Dataset records
Begin

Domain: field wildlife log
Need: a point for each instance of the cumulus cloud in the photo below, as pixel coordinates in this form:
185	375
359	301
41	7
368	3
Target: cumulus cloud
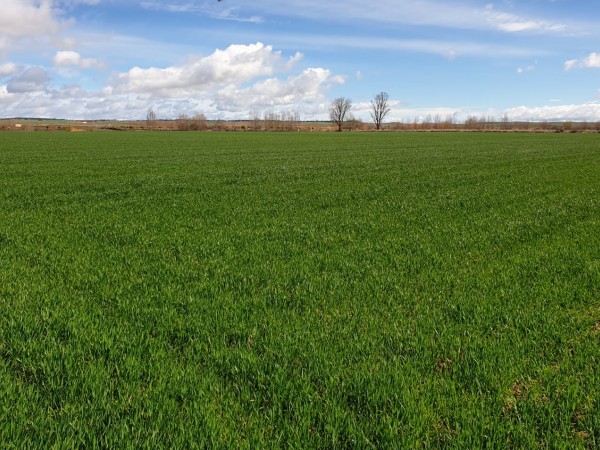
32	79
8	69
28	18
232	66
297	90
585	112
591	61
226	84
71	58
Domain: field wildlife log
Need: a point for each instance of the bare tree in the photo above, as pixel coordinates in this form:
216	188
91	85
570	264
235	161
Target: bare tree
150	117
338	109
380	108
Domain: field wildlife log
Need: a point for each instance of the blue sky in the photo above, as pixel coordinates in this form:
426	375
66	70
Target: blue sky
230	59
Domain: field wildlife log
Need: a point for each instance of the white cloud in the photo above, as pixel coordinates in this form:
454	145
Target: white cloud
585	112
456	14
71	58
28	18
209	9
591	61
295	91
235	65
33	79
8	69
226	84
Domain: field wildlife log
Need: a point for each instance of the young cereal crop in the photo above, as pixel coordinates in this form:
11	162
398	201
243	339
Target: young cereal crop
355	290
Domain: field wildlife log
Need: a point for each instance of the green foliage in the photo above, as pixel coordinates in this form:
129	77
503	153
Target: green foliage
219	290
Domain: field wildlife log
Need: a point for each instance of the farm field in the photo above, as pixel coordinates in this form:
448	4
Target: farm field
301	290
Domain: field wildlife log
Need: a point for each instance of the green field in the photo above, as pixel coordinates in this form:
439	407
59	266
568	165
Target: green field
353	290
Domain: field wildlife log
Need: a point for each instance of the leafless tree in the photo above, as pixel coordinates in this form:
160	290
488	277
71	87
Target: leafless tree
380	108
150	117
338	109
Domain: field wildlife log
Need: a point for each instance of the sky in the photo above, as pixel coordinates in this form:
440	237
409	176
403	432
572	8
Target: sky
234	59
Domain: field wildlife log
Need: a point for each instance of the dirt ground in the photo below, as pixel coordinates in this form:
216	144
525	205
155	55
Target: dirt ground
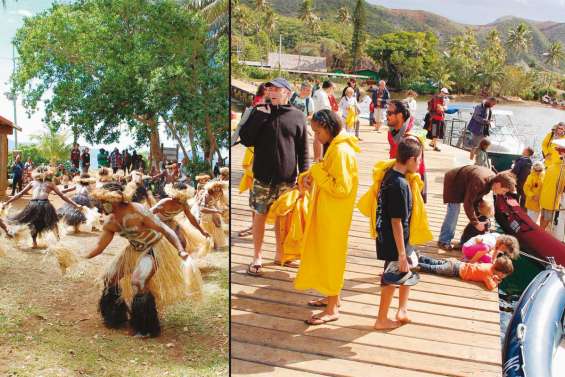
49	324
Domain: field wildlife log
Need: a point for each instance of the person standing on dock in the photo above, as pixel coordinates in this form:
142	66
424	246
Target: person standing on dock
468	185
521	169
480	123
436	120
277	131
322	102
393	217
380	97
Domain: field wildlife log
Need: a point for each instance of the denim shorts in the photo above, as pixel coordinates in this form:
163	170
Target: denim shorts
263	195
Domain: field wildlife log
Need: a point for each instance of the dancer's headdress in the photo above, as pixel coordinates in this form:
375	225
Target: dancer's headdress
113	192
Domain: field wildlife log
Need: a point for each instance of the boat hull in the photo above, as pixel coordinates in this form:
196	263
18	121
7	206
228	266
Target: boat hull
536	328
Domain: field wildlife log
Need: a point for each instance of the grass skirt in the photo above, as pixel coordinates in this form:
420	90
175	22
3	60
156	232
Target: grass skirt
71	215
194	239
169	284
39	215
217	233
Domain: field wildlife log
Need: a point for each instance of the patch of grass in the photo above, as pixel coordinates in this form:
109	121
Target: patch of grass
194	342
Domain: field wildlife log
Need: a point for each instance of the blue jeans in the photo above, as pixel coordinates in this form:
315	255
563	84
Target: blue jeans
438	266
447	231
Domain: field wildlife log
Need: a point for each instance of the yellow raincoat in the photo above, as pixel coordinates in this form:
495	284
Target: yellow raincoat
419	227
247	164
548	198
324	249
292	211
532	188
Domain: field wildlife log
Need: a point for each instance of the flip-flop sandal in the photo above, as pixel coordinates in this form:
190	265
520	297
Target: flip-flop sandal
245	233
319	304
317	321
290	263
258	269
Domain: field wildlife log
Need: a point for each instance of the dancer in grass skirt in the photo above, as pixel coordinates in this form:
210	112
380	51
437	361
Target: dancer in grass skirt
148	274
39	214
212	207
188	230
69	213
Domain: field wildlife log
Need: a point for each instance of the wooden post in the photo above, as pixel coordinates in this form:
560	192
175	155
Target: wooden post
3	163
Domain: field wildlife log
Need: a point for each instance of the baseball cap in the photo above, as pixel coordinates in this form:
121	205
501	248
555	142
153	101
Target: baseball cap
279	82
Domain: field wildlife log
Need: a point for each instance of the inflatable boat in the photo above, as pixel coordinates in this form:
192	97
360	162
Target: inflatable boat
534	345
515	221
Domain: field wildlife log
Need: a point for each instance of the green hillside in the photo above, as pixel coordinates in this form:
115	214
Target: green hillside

End

Each record should be quoted exactly, with the images omitted.

Domain: field wildlife log
Need: a point for each instance of the cumulus cloud in the photo below, as pixel coordinates in this form:
185	375
359	301
41	7
368	3
Target: cumulus cloud
32	79
8	69
28	18
232	66
297	90
585	112
591	61
226	84
71	58
Domain: field wildlife log
Need: a point for each instance of the bare tree in the photo above, as pixel coordinates in this form:
216	188
91	85
570	264
235	161
Target: bare tree
150	117
338	109
380	108
Domain: field wildlife log
Need: a point for each instance of the blue sky in the photo above, as pixel coordinates in this form:
426	375
66	70
Target: blue sky
230	59
Domain: field wildlife log
Need: a point for each instance of the white cloud in the photo above, as pixel coordinates in this form:
454	145
Target: white cloud
585	112
456	14
71	58
28	18
209	9
591	61
295	91
235	65
33	79
8	69
226	84
Domain: field wildlife log
Need: a point for each instance of the young cereal crop in the photo above, as pixel coordinates in this form:
11	162
398	201
243	339
Target: young cereal crop
355	290
Domain: field wildlife log
Need: a point for each instance of the green foliage in the photo above, as pixel coordinates in this form:
129	77
503	153
Target: green foliage
219	290
Domain: field wildlife log
Need: a point for each instance of the farm field in the photo above, as pixel coordinates in this form:
448	4
Target: farm field
301	290
Domain: field wildlife log
Need: a point for each instance of the green field in the photo above, as pixel coordinates in this form:
439	407
59	266
568	165
Target: green field
353	290
Domain: field wildlife log
Need: a point for each instance of the leafless tree in the photo above, as pixel coordinates in this form:
160	290
488	277
71	87
Target: leafless tree
380	108
150	117
338	109
Domain: field wildlife log
Need: a point for each instance of the sky in the photo above, as pixel coordinates in this form:
440	237
409	176
403	432
572	8
Target: sky
234	59
Domain: field wildlife log
Need: a point for each instance of the dirt ground in the photo below, as pixel coordinates in this form:
216	144
525	205
155	55
Target: dirt ground
49	324
Domain: field wildlife log
Need: a point for each instance of the person standing on dock in the photo above, as pixel coordinates in this form:
142	66
424	246
Target: person standing on dock
468	185
521	169
480	123
436	120
277	131
322	102
393	217
380	97
Domain: field wildlife log
Need: a point for each instance of the denim shorts in the photo above, as pixel coordinates in this form:
163	170
Target: denim shorts
263	195
Domain: field wildlife log
Need: a point for each instance of the dancer's headdress in the photo above, as pixel coordinates in this form:
375	225
Target: dancer's headdress
113	192
Domain: field wildlife log
Need: a point for each instance of the boat hull in the photo above, as pixel coordinates in this form:
196	263
18	121
7	206
228	266
Target: boat hull
536	328
Domain: field wildlife log
Need: a point for each instance of the grass skirt in the photo above, as pixel coordinates in this form:
420	90
175	22
3	60
156	232
Target: grass skirt
71	215
194	239
169	284
39	215
217	233
Domain: field wildlife log
Need: a point for each instance of the patch of grass in the photo above, as pixel coordinates in this form:
109	121
Target: patch of grass
194	342
Domain: field wildlife log
Need: a point for each instance of the blue jeans in the photo above, as pixel coordinates in this form:
315	255
563	84
Target: blue jeans
438	266
447	231
Domain: field wildlife log
Need: a point for each instance of the yellow raincoat in the photo above, as pixel coordinates in this form:
495	284
Target: yellow raincoat
419	227
247	164
548	198
324	249
292	211
532	188
Domain: field wildlife log
Need: a point for each instance of the flip-flop sandal in the photo above, as pixel coordinates in this form:
190	265
520	297
Target: flip-flop sandal
245	233
319	304
317	321
290	263
258	269
Domain: field wildlife log
Need: a point for each instance of the dancer in grass skirt in the photo above, as pixel coordinates in this form:
210	112
380	51
437	361
Target: dancer in grass skirt
148	274
39	214
212	207
188	230
69	213
Domain: field wildlife log
Need: a point for each instance of the wooden post in the photo above, as pixel coordinates in this form:
560	192
175	155
Target: wooden post
3	163
Domain: field wildlife log
Need: a point for each instance of the baseball cap in the photo above, as pixel coordinates in this form:
121	205
501	248
555	142
153	101
Target: baseball cap
279	82
Domain: field wildlife log
Need: a point for each instance of the inflatable boat in the photo above, as pixel coordinates in this form:
192	97
360	162
Target: inflatable boat
534	345
515	221
Domain: field wildlife log
Need: a point for each instance of the green hillside in the photo above, as pixel coordinates in this form:
115	214
Target: green hillside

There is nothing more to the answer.